Prompt:
The exercise asks for every line of the data to be reproduced exactly.

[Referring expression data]
'''

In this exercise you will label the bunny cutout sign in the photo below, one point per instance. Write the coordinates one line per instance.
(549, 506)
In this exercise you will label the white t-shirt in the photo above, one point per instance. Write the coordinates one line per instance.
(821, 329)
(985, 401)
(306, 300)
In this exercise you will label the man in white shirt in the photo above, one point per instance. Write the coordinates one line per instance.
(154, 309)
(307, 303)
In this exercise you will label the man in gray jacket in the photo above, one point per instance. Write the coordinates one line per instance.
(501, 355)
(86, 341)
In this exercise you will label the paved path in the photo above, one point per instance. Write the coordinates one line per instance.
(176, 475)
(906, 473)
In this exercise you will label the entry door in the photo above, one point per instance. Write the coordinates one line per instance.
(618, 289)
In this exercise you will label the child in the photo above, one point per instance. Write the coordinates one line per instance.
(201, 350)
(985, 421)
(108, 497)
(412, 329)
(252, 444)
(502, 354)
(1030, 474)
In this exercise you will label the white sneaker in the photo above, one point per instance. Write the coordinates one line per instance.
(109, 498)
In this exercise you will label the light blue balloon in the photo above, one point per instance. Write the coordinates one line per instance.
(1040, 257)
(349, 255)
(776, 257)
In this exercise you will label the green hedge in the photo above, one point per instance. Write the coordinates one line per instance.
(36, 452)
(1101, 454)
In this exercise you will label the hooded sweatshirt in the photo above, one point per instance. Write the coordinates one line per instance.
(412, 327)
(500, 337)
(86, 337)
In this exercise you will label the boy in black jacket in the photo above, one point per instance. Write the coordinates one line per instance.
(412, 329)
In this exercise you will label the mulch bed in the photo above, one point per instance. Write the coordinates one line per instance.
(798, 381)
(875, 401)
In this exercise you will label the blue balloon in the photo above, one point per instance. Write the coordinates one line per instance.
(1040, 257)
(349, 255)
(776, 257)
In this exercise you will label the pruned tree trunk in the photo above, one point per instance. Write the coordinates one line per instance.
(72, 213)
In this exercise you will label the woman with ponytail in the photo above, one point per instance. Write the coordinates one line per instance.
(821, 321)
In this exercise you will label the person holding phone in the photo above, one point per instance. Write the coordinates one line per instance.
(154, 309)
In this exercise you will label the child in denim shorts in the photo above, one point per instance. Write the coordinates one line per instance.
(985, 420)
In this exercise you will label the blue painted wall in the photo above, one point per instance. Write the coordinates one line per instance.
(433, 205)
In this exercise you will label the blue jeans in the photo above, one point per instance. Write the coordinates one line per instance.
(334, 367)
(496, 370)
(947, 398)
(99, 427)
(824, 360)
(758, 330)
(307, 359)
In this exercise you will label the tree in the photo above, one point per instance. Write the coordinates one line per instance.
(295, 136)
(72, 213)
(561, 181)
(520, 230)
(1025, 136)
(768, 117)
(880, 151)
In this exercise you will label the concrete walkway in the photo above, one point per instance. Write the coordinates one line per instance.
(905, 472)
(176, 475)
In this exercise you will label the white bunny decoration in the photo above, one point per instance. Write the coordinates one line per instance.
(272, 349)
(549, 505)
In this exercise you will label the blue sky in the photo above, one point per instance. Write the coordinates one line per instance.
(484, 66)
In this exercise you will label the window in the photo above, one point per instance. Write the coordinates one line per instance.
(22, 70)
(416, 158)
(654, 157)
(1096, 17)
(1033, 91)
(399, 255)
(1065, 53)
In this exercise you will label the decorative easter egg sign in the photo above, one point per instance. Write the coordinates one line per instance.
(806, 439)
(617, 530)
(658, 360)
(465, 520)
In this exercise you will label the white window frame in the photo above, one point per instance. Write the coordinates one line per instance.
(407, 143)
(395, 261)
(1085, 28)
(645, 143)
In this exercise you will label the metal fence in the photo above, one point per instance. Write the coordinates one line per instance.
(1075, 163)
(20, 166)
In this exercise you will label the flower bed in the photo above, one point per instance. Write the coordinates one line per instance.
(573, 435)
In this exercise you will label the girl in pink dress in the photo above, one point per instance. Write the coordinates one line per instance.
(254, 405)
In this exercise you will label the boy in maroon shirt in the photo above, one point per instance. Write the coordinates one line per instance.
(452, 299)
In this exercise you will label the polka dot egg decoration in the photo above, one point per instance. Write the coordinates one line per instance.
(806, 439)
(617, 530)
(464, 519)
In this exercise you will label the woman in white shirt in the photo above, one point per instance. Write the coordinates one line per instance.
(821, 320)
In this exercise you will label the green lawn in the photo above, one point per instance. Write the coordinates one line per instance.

'''

Result of the task:
In this exercise you will label the bunny cutout sign in the photo below, one point per instance. Write the coordinates one line per instance.
(549, 506)
In this exercise you will label the white t-shirt in the photo above, one point per instance. Write the coordinates one line per instance.
(821, 329)
(985, 401)
(306, 300)
In this exercise you will label the man in white shirt in the photo above, one point per instance. Write the coordinates one line per instance.
(154, 309)
(307, 303)
In this exercise you will label the man in gray jacket in the photo above, one point per instance. Write the coordinates one line per instance.
(501, 355)
(86, 341)
In this exercise you will label the paved path in the photo above, one point per instance. Write the coordinates one line per instance.
(176, 475)
(906, 473)
In this exercise you will label the entry door in the photo above, one point per instance. Write the coordinates one line per instance.
(618, 289)
In this exercise you will label the child in the photo above, one point per instance. Write the coordinates one line per instance.
(201, 350)
(985, 421)
(108, 497)
(412, 329)
(252, 444)
(502, 354)
(1030, 474)
In this exercise you will label the white sneaker in the photo above, one point per instance. Write the coordinates one line per instance.
(109, 498)
In this exercise you will label the light blue balloon in the photo above, one point per instance. Write the coordinates one line per instance.
(1040, 257)
(349, 255)
(776, 257)
In this exercise you will label the green hedge in the photo above, one point per instance. Write the coordinates one line per instance.
(36, 452)
(1101, 454)
In this exercise you will label the hooded sweatshirt in the photo above, one point per instance. Write the coordinates one line per instance.
(412, 327)
(500, 337)
(86, 337)
In this exercise you will label the boy in black jacket in the photo above, one point per instance. Write the coordinates one line per instance.
(412, 329)
In this exercise you will label the mulch bed in the photo above, one point per instance. Write the coordinates one line per instance.
(798, 381)
(875, 401)
In this exercise you will label the blue balloon in the photo above, one point per instance. Write the coordinates one line per instance.
(1040, 257)
(349, 255)
(776, 257)
In this exercise you will label the pruned tree trunk in the photo above, one point per instance. Write the coordinates one line per instance.
(72, 213)
In this exercise you will label the woman with ponytail in the photo above, one point per instance. Write the coordinates one line per instance.
(821, 321)
In this exercise you will label the person holding phone in the photo above, one point per instance. Write the coordinates one line per instance.
(154, 309)
In this exercise you will label the child in denim shorts in the photo above, one point per instance. Write the coordinates one line per instance.
(985, 420)
In this exercise you will label the blue painted wall in the photo above, one point per instance. Write the coordinates one line per instance.
(433, 205)
In this exercise you will label the blue jeans in the photo above, one point per instance. Write the coordinates one line per instance.
(334, 367)
(496, 370)
(947, 398)
(99, 427)
(824, 360)
(758, 330)
(307, 359)
In this exercise you will label the tree in the photo above, one point per instance. Write the coordinates one line per instance.
(295, 136)
(72, 213)
(561, 181)
(520, 230)
(1025, 136)
(768, 117)
(880, 151)
In this exercise you will label the concrete walkway in the photo above, one point per instance. Write the coordinates one line per instance.
(905, 472)
(176, 475)
In this exercise you will label the white bunny decoration in the photo above, one point per instance. Write the coordinates one line per instance.
(272, 349)
(549, 505)
In this exercise you will label the blue sky in the photo above, one point per instance. Write the coordinates one line per instance.
(484, 66)
In this exercise you will label the window in the photo above, one point per instance. Write the coordinates one line per instance.
(22, 70)
(416, 158)
(654, 157)
(1096, 17)
(1033, 91)
(399, 255)
(1065, 53)
In this exercise you will label the decorative easter egg sign in the photo above, one point per instance. Write the coordinates one line per instance.
(806, 439)
(617, 530)
(658, 360)
(465, 520)
In this exercise you will label the white window frame in the photo above, one point per instance. Write the coordinates one line per instance.
(407, 143)
(395, 261)
(1085, 28)
(645, 143)
In this exercise you will label the metal fence in the photo above, one point per instance. Write the coordinates one line per instance.
(1075, 163)
(20, 166)
In this exercise you will label the flower bed in the photo above, one point per instance. Write the coordinates one line per instance.
(573, 435)
In this exercise you will label the girl in pink dress in the photo above, one point per instance. Write the coordinates one line per instance.
(254, 405)
In this exercise you will label the boy in maroon shirt in the photo above, one point per instance. Write the coordinates one line per instance.
(452, 299)
In this exercise you will label the polka dot egg decoration in the photo above, one point per instance. Write the coordinates one line per instance.
(806, 439)
(617, 530)
(464, 519)
In this exercise you will label the woman in white shirt in the photo above, one point per instance. Write the coordinates one line per instance.
(821, 320)
In this exercise you will label the green lawn in the photo above, one point per instance. Write the coordinates one line per instance.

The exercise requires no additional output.